==== Records for processing ====
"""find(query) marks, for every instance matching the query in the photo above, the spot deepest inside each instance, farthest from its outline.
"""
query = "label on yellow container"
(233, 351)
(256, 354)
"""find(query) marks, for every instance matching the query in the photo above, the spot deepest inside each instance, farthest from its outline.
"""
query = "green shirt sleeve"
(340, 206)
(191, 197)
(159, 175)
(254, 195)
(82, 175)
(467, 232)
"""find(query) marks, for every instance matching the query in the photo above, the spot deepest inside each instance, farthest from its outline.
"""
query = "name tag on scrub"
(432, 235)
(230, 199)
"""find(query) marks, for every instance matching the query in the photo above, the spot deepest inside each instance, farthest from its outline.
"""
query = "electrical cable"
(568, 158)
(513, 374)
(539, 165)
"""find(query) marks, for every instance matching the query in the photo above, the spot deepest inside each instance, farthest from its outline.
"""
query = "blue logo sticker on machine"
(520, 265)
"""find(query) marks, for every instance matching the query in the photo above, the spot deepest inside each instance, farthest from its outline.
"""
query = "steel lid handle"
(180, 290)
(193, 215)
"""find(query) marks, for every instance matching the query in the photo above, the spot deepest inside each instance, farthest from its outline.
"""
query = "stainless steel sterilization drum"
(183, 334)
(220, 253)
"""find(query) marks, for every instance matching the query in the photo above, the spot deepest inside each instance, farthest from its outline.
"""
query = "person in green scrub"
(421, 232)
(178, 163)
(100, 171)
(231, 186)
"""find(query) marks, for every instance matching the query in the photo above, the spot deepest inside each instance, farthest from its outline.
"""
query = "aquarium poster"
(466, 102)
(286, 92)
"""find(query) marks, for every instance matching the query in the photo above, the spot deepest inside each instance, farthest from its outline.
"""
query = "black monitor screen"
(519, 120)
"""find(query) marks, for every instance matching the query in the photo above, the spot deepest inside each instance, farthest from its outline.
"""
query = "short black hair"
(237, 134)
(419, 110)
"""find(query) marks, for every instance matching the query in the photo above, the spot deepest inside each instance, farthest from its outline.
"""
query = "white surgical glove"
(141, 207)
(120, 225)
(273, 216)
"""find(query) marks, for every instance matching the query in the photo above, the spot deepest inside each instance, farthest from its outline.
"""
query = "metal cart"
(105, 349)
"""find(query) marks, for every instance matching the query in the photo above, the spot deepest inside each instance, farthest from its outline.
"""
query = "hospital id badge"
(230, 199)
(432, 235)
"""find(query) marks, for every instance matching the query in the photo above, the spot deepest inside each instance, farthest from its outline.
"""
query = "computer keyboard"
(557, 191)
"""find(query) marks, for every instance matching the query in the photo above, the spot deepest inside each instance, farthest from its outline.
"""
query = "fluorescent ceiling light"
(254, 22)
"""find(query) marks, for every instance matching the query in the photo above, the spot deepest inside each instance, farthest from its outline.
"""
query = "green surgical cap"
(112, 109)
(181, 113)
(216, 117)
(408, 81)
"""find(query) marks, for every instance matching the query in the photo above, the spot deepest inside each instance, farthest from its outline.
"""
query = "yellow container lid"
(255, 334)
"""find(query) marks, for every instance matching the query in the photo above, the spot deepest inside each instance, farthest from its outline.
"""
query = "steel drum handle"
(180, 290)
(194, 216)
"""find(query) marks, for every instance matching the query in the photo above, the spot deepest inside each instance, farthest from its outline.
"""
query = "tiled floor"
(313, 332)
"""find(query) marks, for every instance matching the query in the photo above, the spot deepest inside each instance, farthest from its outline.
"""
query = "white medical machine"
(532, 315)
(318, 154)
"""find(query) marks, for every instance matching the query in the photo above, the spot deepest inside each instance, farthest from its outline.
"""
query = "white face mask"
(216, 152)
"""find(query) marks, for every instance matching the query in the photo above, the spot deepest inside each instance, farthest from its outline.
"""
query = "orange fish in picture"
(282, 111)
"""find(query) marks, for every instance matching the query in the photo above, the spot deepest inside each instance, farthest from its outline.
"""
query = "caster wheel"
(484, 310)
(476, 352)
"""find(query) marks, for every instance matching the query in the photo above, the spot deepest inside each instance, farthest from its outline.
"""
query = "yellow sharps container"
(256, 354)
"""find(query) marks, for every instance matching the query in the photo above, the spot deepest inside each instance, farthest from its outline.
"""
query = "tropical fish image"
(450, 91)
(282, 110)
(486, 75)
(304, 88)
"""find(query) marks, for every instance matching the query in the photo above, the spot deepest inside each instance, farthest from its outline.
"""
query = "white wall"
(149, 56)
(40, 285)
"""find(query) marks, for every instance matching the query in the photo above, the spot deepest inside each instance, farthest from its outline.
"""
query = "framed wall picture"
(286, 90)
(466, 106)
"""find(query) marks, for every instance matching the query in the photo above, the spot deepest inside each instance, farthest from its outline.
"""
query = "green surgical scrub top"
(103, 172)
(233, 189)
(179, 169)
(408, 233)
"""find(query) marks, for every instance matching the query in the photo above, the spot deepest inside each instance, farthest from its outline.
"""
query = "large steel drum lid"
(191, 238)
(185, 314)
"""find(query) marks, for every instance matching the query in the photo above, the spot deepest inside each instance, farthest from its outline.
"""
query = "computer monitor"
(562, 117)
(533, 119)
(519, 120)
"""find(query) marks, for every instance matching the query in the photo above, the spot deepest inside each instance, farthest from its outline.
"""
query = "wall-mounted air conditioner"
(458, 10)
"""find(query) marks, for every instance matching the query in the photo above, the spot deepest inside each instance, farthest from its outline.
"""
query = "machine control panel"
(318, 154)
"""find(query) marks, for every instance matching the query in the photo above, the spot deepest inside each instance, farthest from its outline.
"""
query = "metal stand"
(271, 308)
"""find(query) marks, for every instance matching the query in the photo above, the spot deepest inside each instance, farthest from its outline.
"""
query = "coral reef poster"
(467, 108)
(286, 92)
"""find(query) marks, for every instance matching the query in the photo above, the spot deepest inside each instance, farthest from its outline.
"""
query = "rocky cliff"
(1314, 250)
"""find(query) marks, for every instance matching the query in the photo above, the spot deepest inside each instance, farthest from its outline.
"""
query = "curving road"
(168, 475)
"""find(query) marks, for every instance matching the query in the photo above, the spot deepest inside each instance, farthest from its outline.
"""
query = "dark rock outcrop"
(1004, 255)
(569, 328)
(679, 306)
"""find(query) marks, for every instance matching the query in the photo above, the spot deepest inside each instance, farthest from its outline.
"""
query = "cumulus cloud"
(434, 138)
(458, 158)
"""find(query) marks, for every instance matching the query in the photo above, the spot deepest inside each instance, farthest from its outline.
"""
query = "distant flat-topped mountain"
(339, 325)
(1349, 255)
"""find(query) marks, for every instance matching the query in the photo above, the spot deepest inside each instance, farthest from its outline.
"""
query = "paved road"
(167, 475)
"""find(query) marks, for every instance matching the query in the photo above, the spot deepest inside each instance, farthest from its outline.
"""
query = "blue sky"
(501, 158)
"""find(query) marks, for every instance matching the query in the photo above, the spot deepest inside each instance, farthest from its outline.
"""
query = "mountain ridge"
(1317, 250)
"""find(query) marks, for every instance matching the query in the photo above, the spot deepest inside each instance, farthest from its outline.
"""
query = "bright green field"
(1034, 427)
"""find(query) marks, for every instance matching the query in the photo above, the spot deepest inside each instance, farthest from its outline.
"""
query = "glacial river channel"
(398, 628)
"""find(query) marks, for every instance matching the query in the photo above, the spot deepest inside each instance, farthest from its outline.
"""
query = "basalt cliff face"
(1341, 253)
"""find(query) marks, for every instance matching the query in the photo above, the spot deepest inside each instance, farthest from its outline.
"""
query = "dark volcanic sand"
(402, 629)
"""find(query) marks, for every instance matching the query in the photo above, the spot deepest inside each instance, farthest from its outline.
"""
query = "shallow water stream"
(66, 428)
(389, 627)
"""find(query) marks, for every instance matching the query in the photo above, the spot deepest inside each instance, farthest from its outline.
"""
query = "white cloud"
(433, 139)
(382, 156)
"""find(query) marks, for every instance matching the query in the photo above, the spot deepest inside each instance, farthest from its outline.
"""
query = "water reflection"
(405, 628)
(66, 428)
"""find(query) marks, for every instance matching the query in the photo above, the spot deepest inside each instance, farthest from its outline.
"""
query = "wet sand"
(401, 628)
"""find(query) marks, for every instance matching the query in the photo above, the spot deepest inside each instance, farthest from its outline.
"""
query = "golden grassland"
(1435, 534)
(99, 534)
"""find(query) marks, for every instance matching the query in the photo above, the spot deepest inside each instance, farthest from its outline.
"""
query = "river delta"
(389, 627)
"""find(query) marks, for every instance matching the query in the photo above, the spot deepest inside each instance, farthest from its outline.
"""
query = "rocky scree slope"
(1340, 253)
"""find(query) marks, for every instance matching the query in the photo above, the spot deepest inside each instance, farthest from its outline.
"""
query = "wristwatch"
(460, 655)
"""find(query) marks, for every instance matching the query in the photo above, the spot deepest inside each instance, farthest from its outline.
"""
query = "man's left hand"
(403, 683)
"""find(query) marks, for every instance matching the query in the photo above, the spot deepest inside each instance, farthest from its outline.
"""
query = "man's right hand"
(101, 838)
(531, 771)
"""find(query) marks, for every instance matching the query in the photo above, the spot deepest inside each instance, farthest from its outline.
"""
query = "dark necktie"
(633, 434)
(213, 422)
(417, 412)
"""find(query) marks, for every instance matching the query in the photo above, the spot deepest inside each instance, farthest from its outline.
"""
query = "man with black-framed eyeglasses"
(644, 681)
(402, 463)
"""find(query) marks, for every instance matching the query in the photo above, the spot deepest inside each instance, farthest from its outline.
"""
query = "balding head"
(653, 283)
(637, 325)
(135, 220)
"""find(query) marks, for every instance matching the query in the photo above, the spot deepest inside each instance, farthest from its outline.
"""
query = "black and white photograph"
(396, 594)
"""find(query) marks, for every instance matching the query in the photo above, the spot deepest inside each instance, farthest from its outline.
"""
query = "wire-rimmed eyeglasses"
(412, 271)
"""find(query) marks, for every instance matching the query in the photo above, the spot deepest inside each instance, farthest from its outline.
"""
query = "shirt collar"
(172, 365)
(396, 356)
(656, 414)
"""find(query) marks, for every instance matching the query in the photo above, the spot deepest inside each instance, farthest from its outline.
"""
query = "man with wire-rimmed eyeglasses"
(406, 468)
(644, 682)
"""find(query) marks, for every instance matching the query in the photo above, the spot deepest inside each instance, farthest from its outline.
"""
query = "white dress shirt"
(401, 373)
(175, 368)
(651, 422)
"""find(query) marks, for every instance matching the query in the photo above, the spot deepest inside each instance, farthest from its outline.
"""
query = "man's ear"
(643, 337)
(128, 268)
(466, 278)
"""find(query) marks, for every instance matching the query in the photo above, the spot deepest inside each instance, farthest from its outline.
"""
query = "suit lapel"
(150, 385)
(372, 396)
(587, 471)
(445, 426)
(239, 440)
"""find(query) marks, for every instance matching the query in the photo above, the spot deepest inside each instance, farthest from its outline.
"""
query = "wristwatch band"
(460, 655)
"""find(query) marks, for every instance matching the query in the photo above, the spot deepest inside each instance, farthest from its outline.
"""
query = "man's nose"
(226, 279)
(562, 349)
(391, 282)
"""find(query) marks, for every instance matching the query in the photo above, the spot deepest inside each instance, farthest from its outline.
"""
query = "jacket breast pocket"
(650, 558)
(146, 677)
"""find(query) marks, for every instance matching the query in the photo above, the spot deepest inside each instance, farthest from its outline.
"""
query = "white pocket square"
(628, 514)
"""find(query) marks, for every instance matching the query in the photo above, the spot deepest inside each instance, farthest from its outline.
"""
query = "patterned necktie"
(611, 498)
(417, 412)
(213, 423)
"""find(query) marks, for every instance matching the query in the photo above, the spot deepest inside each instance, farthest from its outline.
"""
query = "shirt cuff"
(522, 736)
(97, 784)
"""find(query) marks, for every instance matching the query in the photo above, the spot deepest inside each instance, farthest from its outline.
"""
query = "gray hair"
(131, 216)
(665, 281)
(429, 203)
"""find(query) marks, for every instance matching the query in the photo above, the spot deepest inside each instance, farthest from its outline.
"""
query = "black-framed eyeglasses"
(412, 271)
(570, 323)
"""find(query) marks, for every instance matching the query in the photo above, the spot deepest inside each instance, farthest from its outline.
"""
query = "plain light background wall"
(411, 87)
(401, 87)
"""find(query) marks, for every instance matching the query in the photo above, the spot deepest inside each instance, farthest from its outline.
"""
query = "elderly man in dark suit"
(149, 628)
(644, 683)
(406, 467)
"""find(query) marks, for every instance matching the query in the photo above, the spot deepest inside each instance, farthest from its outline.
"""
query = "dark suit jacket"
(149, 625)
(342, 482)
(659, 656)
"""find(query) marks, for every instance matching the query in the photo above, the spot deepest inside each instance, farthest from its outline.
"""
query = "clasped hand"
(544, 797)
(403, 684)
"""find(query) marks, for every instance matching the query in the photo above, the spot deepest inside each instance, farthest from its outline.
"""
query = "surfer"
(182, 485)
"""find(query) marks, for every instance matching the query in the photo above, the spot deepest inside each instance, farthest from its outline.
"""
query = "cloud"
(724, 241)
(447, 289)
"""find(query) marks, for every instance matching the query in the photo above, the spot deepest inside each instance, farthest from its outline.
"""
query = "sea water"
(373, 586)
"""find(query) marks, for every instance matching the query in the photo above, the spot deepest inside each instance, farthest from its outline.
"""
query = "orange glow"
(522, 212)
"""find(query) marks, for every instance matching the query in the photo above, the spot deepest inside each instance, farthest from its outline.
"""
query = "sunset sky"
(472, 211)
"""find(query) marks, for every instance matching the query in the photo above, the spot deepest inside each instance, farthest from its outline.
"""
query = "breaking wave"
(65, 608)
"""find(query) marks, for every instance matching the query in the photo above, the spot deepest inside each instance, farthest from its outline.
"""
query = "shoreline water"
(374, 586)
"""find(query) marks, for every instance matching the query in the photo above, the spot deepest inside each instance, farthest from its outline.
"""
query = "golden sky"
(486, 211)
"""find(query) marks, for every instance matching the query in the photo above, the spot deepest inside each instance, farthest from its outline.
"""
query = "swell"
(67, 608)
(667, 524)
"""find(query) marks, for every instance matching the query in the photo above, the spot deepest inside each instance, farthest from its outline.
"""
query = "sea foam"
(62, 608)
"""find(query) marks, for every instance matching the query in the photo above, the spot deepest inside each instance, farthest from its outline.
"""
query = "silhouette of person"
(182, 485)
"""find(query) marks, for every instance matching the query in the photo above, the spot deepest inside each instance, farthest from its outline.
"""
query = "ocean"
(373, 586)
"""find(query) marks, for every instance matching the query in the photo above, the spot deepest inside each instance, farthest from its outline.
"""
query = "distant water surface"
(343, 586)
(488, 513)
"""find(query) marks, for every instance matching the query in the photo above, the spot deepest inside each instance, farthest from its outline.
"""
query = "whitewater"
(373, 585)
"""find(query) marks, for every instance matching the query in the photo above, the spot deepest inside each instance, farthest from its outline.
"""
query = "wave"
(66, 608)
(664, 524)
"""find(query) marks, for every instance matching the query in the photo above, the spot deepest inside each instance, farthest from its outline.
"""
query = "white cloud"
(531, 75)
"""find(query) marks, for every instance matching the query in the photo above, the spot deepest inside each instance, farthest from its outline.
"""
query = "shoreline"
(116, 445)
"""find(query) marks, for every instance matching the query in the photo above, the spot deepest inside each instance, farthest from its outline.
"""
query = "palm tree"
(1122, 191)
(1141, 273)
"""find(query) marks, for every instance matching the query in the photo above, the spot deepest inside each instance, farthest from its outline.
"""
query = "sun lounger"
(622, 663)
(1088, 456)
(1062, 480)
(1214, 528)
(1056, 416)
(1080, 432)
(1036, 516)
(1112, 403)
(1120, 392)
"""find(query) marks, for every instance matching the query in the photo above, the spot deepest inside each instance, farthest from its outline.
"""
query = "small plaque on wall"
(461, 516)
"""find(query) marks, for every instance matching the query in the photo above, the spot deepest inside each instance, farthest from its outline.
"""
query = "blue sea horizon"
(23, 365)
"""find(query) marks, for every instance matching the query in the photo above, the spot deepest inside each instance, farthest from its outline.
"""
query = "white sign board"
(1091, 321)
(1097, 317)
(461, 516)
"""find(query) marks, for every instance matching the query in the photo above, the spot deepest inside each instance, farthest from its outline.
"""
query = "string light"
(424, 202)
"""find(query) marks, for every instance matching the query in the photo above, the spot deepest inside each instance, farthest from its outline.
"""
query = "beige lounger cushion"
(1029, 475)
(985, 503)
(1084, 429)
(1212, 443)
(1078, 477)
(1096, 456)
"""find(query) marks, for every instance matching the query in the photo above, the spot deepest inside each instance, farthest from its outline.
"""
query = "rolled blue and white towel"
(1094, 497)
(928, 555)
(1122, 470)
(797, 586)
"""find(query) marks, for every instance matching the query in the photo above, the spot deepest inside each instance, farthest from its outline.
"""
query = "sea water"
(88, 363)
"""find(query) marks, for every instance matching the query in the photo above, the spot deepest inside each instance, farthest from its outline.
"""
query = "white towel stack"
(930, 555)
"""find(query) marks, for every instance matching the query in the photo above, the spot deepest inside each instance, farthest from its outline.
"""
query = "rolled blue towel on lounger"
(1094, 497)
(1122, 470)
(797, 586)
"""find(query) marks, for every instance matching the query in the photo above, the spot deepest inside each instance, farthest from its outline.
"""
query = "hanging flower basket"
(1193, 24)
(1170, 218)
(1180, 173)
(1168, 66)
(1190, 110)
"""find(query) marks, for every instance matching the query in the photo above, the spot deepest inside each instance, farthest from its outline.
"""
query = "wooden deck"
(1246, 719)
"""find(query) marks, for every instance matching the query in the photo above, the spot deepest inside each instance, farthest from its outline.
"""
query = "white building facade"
====
Short exercise - Find every line in the material above that contains the string "shirt", and copy each of those lines. Case counts.

Answer to the problem -
query = "green shirt sleeve"
query = "shirt collar"
query = "white dress shirt"
query = "shirt cuff"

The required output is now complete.